Exercise task:
Express every line of the records below as a JSON array of strings, one string per line, with blank lines omitted.

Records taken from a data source
^^^^^^^^^^^^^^^^
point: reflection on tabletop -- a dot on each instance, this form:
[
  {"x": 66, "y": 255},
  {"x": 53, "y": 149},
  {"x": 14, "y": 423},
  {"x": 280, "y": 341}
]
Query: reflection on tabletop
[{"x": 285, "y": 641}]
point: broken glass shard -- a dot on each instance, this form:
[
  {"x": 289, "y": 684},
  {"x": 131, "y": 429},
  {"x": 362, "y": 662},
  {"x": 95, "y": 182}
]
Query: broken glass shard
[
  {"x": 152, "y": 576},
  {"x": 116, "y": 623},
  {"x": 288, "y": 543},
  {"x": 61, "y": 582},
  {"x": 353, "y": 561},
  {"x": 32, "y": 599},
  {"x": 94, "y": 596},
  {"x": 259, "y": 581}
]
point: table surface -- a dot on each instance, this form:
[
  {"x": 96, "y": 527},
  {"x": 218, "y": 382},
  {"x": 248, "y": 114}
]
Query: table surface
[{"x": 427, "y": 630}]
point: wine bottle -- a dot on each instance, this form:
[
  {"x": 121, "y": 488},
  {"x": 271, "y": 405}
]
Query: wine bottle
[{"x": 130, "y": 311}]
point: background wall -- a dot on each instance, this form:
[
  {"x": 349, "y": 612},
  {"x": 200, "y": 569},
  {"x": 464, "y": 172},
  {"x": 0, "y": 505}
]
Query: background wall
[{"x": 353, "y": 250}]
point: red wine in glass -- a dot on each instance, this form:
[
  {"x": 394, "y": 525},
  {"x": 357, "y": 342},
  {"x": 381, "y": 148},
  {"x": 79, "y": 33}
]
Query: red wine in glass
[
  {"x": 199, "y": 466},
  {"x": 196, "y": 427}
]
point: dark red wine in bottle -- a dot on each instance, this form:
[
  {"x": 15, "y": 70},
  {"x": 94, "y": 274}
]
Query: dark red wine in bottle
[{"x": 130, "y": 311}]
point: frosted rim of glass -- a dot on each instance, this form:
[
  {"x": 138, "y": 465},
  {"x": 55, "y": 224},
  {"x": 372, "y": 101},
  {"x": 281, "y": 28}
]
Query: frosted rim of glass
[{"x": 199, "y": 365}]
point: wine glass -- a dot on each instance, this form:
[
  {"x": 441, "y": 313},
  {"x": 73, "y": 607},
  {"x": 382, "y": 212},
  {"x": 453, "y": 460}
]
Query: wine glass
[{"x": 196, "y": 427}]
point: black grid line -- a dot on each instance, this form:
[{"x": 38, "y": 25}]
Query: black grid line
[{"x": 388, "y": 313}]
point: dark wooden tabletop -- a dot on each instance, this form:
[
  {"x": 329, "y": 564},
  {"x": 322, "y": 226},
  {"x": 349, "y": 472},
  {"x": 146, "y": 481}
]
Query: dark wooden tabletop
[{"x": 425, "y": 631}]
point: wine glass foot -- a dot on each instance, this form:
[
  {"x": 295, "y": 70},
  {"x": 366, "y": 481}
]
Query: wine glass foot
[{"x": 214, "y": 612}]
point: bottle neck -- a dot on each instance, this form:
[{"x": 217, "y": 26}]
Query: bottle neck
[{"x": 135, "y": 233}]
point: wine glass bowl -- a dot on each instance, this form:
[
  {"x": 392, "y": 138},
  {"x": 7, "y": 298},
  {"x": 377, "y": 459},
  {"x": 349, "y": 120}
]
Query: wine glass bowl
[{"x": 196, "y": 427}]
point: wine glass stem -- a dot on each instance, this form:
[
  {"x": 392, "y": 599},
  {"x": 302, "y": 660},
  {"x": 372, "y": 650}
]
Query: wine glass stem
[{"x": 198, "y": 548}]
^^^^^^^^^^^^^^^^
Response to the task:
[
  "point: reflection on tabletop -- a dot on each instance, this form:",
  "[",
  "  {\"x\": 66, \"y\": 255},",
  "  {\"x\": 53, \"y\": 149},",
  "  {\"x\": 14, \"y\": 423},",
  "  {\"x\": 280, \"y\": 341}",
  "]",
  "Query: reflection on tabletop",
  "[{\"x\": 285, \"y\": 641}]",
  "point: broken glass shard -- a dot on each instance, this form:",
  "[",
  "  {\"x\": 289, \"y\": 684},",
  "  {\"x\": 131, \"y\": 429},",
  "  {\"x\": 362, \"y\": 662},",
  "  {\"x\": 95, \"y\": 182}",
  "]",
  "Query: broken glass shard",
  "[",
  "  {\"x\": 152, \"y\": 576},",
  "  {\"x\": 116, \"y\": 623},",
  "  {\"x\": 288, \"y\": 543},",
  "  {\"x\": 61, \"y\": 582},",
  "  {\"x\": 353, \"y\": 561},",
  "  {\"x\": 32, \"y\": 599},",
  "  {\"x\": 94, \"y\": 596},",
  "  {\"x\": 259, \"y\": 581}",
  "]",
  "point: table surface -- a dot on each instance, this form:",
  "[",
  "  {\"x\": 96, \"y\": 527},",
  "  {\"x\": 218, \"y\": 382},",
  "  {\"x\": 248, \"y\": 114}",
  "]",
  "Query: table surface",
  "[{\"x\": 427, \"y\": 630}]",
  "point: wine bottle -- a dot on each instance, this form:",
  "[",
  "  {\"x\": 121, \"y\": 488},",
  "  {\"x\": 271, \"y\": 405}",
  "]",
  "Query: wine bottle",
  "[{\"x\": 130, \"y\": 311}]",
  "point: background wall -- a dot on each instance, this form:",
  "[",
  "  {\"x\": 349, \"y\": 612},",
  "  {\"x\": 200, \"y\": 569},",
  "  {\"x\": 464, \"y\": 172},",
  "  {\"x\": 0, \"y\": 505}",
  "]",
  "Query: background wall",
  "[{\"x\": 353, \"y\": 250}]",
  "point: red wine in glass -- a dot on each instance, this form:",
  "[",
  "  {\"x\": 394, \"y\": 525},",
  "  {\"x\": 357, \"y\": 342},",
  "  {\"x\": 381, \"y\": 148},",
  "  {\"x\": 79, \"y\": 33}",
  "]",
  "Query: red wine in glass",
  "[",
  "  {\"x\": 199, \"y\": 466},",
  "  {\"x\": 196, \"y\": 427}",
  "]",
  "point: dark red wine in bottle -- a dot on each instance, this form:",
  "[",
  "  {\"x\": 15, \"y\": 70},",
  "  {\"x\": 94, \"y\": 274}",
  "]",
  "Query: dark red wine in bottle",
  "[{\"x\": 130, \"y\": 311}]",
  "point: frosted rim of glass -- a dot on each instance, this form:",
  "[",
  "  {\"x\": 138, \"y\": 465},",
  "  {\"x\": 55, \"y\": 224},",
  "  {\"x\": 372, \"y\": 101},",
  "  {\"x\": 281, \"y\": 28}",
  "]",
  "Query: frosted rim of glass",
  "[{\"x\": 199, \"y\": 365}]",
  "point: wine glass -- a dot on each instance, this form:",
  "[",
  "  {\"x\": 441, \"y\": 313},",
  "  {\"x\": 73, \"y\": 607},",
  "  {\"x\": 382, \"y\": 212},",
  "  {\"x\": 453, \"y\": 460}",
  "]",
  "Query: wine glass",
  "[{\"x\": 196, \"y\": 427}]",
  "point: black grid line -- a dot on each instance, this form:",
  "[{\"x\": 38, \"y\": 25}]",
  "Query: black grid line",
  "[{\"x\": 388, \"y\": 313}]",
  "point: dark wooden tabletop -- a dot on each instance, this form:",
  "[",
  "  {\"x\": 329, \"y\": 564},",
  "  {\"x\": 322, \"y\": 226},",
  "  {\"x\": 349, \"y\": 472},",
  "  {\"x\": 146, \"y\": 481}",
  "]",
  "Query: dark wooden tabletop",
  "[{\"x\": 425, \"y\": 631}]",
  "point: wine glass foot -- a dot on each instance, this form:",
  "[",
  "  {\"x\": 295, \"y\": 70},",
  "  {\"x\": 366, \"y\": 481}",
  "]",
  "Query: wine glass foot",
  "[{\"x\": 214, \"y\": 612}]",
  "point: bottle neck -- a dot on each instance, this form:",
  "[{\"x\": 217, \"y\": 26}]",
  "Query: bottle neck",
  "[{\"x\": 135, \"y\": 233}]",
  "point: wine glass bowl -- a dot on each instance, this form:",
  "[",
  "  {\"x\": 392, \"y\": 138},",
  "  {\"x\": 7, \"y\": 298},",
  "  {\"x\": 377, \"y\": 459},",
  "  {\"x\": 349, \"y\": 120}",
  "]",
  "Query: wine glass bowl",
  "[{\"x\": 196, \"y\": 427}]",
  "point: wine glass stem -- a dot on each instance, this form:",
  "[",
  "  {\"x\": 392, \"y\": 599},",
  "  {\"x\": 302, \"y\": 660},",
  "  {\"x\": 372, \"y\": 650}",
  "]",
  "Query: wine glass stem",
  "[{\"x\": 198, \"y\": 548}]"
]